Referring expression data:
○ ○ ○ ○

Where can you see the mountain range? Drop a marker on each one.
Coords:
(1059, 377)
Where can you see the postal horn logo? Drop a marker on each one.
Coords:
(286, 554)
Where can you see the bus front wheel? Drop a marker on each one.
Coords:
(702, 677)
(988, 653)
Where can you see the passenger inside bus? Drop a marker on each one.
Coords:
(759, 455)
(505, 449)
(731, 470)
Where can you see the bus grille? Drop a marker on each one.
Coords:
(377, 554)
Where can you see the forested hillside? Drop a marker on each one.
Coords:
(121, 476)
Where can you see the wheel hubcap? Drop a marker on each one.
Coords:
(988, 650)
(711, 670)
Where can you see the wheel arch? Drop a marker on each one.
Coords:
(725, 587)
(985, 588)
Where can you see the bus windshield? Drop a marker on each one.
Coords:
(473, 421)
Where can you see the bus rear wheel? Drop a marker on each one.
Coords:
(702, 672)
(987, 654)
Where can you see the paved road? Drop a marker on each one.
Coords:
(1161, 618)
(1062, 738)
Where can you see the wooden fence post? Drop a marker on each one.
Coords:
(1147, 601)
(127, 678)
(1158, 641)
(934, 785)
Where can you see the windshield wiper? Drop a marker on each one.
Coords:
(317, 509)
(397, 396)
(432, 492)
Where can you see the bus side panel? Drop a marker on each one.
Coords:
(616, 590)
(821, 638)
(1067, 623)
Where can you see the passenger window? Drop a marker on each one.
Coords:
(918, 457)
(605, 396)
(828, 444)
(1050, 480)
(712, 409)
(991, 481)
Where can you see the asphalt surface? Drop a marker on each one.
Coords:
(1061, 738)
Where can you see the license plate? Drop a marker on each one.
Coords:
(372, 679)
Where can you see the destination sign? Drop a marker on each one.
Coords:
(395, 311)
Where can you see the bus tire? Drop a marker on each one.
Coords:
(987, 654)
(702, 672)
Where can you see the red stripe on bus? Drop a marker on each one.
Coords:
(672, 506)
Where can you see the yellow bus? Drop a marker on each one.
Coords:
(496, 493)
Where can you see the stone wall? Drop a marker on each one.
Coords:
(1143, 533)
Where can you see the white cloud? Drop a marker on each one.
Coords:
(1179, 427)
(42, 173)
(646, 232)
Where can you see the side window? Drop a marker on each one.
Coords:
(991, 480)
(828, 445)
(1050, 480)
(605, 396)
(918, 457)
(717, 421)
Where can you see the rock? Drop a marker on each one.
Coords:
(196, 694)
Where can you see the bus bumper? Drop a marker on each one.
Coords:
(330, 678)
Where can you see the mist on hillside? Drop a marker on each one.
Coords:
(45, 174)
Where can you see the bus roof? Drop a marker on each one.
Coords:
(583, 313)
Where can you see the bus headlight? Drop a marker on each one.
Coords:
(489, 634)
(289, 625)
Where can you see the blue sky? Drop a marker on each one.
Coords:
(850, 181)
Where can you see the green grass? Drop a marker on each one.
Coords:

○ ○ ○ ○

**Exercise details**
A word-for-word copy of the data is the expected answer.

**Solution**
Where can you see the mountain range? Drop a marker on each one.
Coords:
(1059, 377)
Where can you see the postal horn logo? Drop a marker on each one.
Coords:
(286, 554)
Where can you see the bus front wheel? Drop a marker on each one.
Coords:
(702, 677)
(988, 653)
Where can you see the passenger inside bus? Drop a marker on each one.
Coords:
(759, 455)
(505, 449)
(731, 470)
Where can you see the bus grille? Drop a marker on each one.
Coords:
(377, 554)
Where can you see the forested hillside? Drop a marker on each one.
Coords:
(121, 476)
Where can you see the wheel hubcap? Drop a marker on each one.
Coords:
(988, 650)
(711, 670)
Where can you see the wheel arch? Drop a marker on each one.
Coords:
(725, 587)
(985, 588)
Where can you see the bus windshield? Drop a marker on each one.
Coords:
(473, 421)
Where can you see the bus rear wheel? Drop a marker on each one.
Coords:
(702, 672)
(987, 654)
Where can you see the paved road? Drop a marker on each one.
Coords:
(1161, 618)
(1062, 738)
Where can you see the wooden fence post? Drop a marker on each one.
Coords:
(1147, 601)
(127, 678)
(1158, 641)
(934, 785)
Where can you see the windshield wiper? Drop a marker on each one.
Coords:
(317, 509)
(397, 396)
(432, 492)
Where can you see the bus side panel? Drop a marker on each one.
Coords:
(616, 590)
(821, 638)
(1067, 623)
Where can you see the passenger window? Drop a marker on each one.
Coords:
(918, 457)
(605, 396)
(828, 444)
(1050, 480)
(712, 409)
(991, 481)
Where can you see the asphalt surface? Drop a marker on each one.
Coords:
(1061, 738)
Where can you see the license plate? Drop a marker on each one.
Coords:
(372, 679)
Where can you see the destination sign? Drop a marker on each one.
Coords:
(395, 311)
Where can you see the bus tire? Drop a marker on each one.
Coords:
(987, 654)
(702, 672)
Where can you see the red stripe on bus? Drop a marker on each one.
Coords:
(672, 506)
Where can you see the yellow bus? Drop a marker on each one.
Coords:
(496, 493)
Where can you see the stone wall? Drop a marker on each one.
Coords:
(1143, 533)
Where can you see the white cloud? Drop a marker on each one.
Coords:
(1179, 427)
(42, 173)
(646, 232)
Where can you see the side window? Drop a marker on each one.
Coords:
(991, 480)
(828, 445)
(1050, 480)
(605, 396)
(918, 457)
(717, 421)
Where can you see the rock? Drop a marker on each one.
Coords:
(196, 694)
Where can you see the bus bumper? Drop a marker on each one.
Coords:
(330, 678)
Where can you see the mist on hillside? Drop a marker on each one.
Coords:
(45, 174)
Where can you see the bus roof? Drop a marker on each one.
Coords:
(583, 313)
Where can you see the bus headlight? Drop a marker on each one.
Coords:
(489, 634)
(289, 625)
Where can you see the blue sky? Drop a marker on each one.
Coords:
(850, 181)
Where can you see the green grass? Drop a marker on each one.
Coords:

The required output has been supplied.